Given passage:
▽

A growth business deserving of a Praemium

Praemium (ASX:PPS) is a growth business trading on 10x forward earnings, with EPS growing >20% for the next 3 years.
Harley Grosser

HD Capital Partners

Two of the greatest Australian business success stories of the last two decades are Netwealth (ASX:NWL) and Hub24 (ASX:HUB). These companies operate investment platforms catering to independent financial advisers and have grown from starts ups to become multi-billion dollar companies that are well owned and appreciated by the public market.

Their popularity is driven by several favourable qualities being: 1) Certainty around their long-term growth due to tailwinds from mandated super contributions, 2) flows from aligned incumbent platforms (e.g. bank owned) to independents and 3) the fact that markets (and the wealth of Australians) tend to rise over the very long term.

The businesses also possess attractive economics with sticky clients, operating leverage, high margins and healthy free cash flow. As a result, both NWL and HUB trade on lofty earnings multiples and are well owned by institutional and retail investors.

However, there is a smaller operator in the space with the same long-term tailwinds and business economics, that trades at a fraction of the multiple, despite consistently growing its market share over decades. It is either unknown to most investors or, for those that know of it, underappreciated.

That company is Praemium (ASX: PPS).

History and Business Model

Praemium was founded in 2001 to provide a full-service administration and reporting platform for investors. The software (Scope) is B2B, servicing wealth managers and stockbrokers who then provide the service to their underlying clients, often via white label. In 2018 the outsourced administration service line was added to the offering (Scope+).

Today, this business holds the dominant position in the non-custodial market (i.e. assets held directly in the name of the investor), significantly ahead of both HUB and NWL, generating $20m+ revenue per annum primarily via a fee per portfolio.

It is a mission critical piece of software that becomes entrenched in the client’s operations and has built up a moat around the breadth of assets it can account for and manage taxation on.

As an active investor, there is a very good chance you use the Scope/Scope+ product without realising, given it will be branded by your broker/adviser (ask your adviser who generates your admin and tax reporting!)

In 2005, PPS launched the technology to administer Separately Managed Accounts (SMAs), providing the first ever SMA solution in Australia with Blackrock. This business forms the bulk of revenue today and is more directly comparable to the platform businesses of NWL and HUB.

△

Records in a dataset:

▽

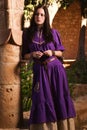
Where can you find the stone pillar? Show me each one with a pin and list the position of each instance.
(11, 12)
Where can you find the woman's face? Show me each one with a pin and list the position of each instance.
(40, 16)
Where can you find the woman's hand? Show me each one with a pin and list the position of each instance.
(53, 53)
(37, 54)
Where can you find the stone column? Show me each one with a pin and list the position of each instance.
(11, 12)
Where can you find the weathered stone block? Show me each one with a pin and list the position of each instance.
(10, 113)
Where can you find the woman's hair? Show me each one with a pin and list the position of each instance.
(46, 26)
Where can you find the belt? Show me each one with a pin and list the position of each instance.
(46, 61)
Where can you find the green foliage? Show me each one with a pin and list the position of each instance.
(26, 85)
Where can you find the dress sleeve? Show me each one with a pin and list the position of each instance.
(57, 41)
(25, 46)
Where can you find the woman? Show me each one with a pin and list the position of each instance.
(52, 107)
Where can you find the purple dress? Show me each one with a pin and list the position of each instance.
(50, 103)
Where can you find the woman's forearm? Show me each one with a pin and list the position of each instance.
(57, 53)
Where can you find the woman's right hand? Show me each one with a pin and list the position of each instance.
(37, 54)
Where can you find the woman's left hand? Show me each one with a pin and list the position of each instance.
(48, 52)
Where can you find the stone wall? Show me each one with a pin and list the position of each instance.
(68, 23)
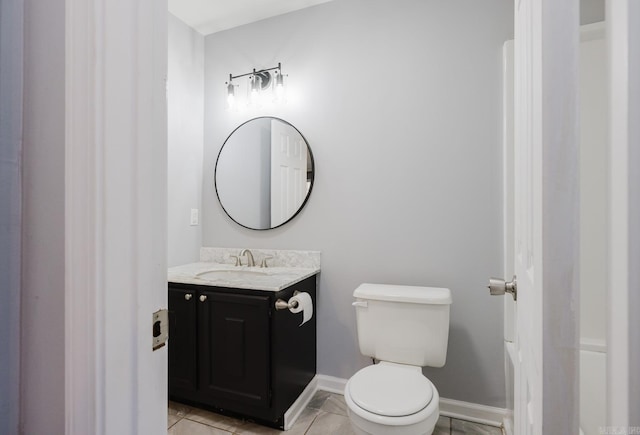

△

Complete the following:
1 > Name every attractive economic feature that the Praemium article attributes to the platform businesses.
2 > According to the Praemium article, in what year was the outsourced administration service line added to the offering?
3 > Write a continuation of the Praemium article, picking up after its final sentence.
This listing comes from a separate source, not from the Praemium article.

Expected outputs:
1 > Sticky clients, operating leverage, high margins, and healthy free cash flow.

2 > 2018

3 >
Revenue is generated from platform fees (% of FUA), transaction fees and cash margin. $70m+ of annual revenues are generated from the platform side of the business (SMA, PWL, Spectrum).

In 2020, PPS acquired Powerwrap (PWL), a platform with a focus on high and ultra-high net worth clients, a niche that PPS continues to dominate, at least in part due to the complex tax reporting capabilities and wide range of non-custodial private assets that can be reported on. That said the PWL acquisition, while it has now stabilised, has at times masked the underlying strength of the core PPS businesses (Scope, Scope+, SMA and now Spectrum).

In 2021/22 PPS sold its international business to Morningstar for $62m. This completed the resumption of focus back on to its high growth Australian business, bolstered the balance sheet (c.$40m net cash today) and is worth noting whenever you analyse past performance, as the international business needs to be stripped out.

PPS History
PPS History

It was in 2017 that the current board was installed. Board ructions and management change around this period, as well as the acquisition of Powerwrap, are all valid reasons for why PPS is under appreciated, and therefore trading cheaply today.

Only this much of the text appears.